__Region annotation entries__.
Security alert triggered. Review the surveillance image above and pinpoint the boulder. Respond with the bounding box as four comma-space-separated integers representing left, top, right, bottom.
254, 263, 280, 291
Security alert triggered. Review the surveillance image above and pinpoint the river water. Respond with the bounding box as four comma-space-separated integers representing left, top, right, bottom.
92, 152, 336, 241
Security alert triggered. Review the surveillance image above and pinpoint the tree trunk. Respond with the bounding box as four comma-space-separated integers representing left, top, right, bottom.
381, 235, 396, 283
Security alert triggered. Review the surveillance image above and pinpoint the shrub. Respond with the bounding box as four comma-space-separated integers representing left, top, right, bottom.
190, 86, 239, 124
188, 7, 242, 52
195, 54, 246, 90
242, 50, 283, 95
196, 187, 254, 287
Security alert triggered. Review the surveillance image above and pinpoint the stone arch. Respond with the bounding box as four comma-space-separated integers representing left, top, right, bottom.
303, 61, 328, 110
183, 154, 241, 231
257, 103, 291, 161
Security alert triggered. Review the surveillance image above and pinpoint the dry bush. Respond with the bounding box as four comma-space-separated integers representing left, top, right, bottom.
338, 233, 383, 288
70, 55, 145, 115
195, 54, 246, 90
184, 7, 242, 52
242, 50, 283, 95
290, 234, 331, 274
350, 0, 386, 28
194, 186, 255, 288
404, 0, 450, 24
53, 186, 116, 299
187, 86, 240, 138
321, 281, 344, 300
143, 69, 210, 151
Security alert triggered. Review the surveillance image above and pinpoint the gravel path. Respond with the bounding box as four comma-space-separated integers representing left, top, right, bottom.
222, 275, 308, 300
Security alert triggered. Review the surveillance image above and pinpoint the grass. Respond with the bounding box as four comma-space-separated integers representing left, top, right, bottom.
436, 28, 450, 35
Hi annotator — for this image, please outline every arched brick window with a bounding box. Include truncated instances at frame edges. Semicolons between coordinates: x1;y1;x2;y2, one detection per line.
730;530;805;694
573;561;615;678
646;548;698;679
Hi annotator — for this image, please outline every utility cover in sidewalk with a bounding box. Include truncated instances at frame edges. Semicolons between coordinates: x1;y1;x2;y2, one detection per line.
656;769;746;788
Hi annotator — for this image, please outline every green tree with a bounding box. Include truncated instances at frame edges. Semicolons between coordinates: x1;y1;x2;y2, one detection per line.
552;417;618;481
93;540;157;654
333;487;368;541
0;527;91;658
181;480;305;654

__EXERCISE BRIEF__.
Edit the listing above so that every "surveillance image" reads "camera still", keeping all other text unchanged.

__SOLUTION__.
Security alert triggered. Review the camera still above and pinpoint the boulder. Respond with the bounding box as four comma-space-separated integers representing left, top, right, bottom.
254, 263, 280, 291
Security alert triggered. Review the camera still above and pinpoint the river water. Respond with the bounding box as four comma-space-separated integers representing left, top, right, bottom.
92, 152, 336, 241
Security alert triggered. Review the camera still above and pinpoint the tree trunk. Respond with the bounding box as four comma-space-separated integers representing left, top, right, bottom.
381, 235, 396, 283
Security alert triggered. Review the camera still above and pinpoint the shrub. Respond with the bounding box as four comma-space-separated integers representing left, top, right, bottom.
190, 86, 239, 124
188, 7, 242, 52
195, 54, 246, 90
242, 50, 283, 95
196, 187, 254, 287
Security alert triggered. Review the camera still above and pinpoint the stone arch. Respond with the bounding box as four comma-space-separated integers representing left, top, right, bottom.
303, 61, 328, 110
183, 154, 241, 231
257, 103, 291, 161
Security alert triggered. Review the camera still above and pinpoint the dry bush. Respond with the bounding box as four comma-space-separated integers representing left, top, right, bottom.
338, 233, 383, 288
70, 55, 145, 115
195, 54, 246, 90
184, 7, 242, 52
242, 50, 283, 95
290, 234, 331, 274
350, 0, 386, 28
194, 186, 255, 288
404, 0, 450, 24
53, 186, 116, 299
187, 86, 240, 138
321, 281, 344, 300
143, 69, 210, 151
Security alert triggered. Review the camera still above and pinpoint the gravel path. Respond with the bounding box as four comma-space-separated integers representing left, top, right, bottom.
222, 275, 308, 300
Security alert triggered. Review the camera still above and pinpoint the grass. Respond with the bounding box as four comma-space-separated integers representing left, top, right, bottom.
436, 28, 450, 35
Hi annotator — for this image, please outline every arched brick window with a bounding box. Include truncated instances at frame edges. Semicolons between coordinates: x1;y1;x2;y2, one detection per line.
730;530;805;694
573;561;615;678
646;548;698;679
Hi annotator — for this image, please outline every utility cover in sidewalk with a bounding box. Include truncated instances at frame edges. Semicolons between coordinates: x1;y1;x2;y2, one detection per line.
656;769;746;788
Hi annotator — for this image, please outline every green tree with a bounding box. Include truncated instances at frame edges. Semicolons between coordinates: x1;y1;x2;y2, one detection per line.
552;417;618;481
93;540;157;654
333;487;368;541
0;527;91;658
181;480;305;654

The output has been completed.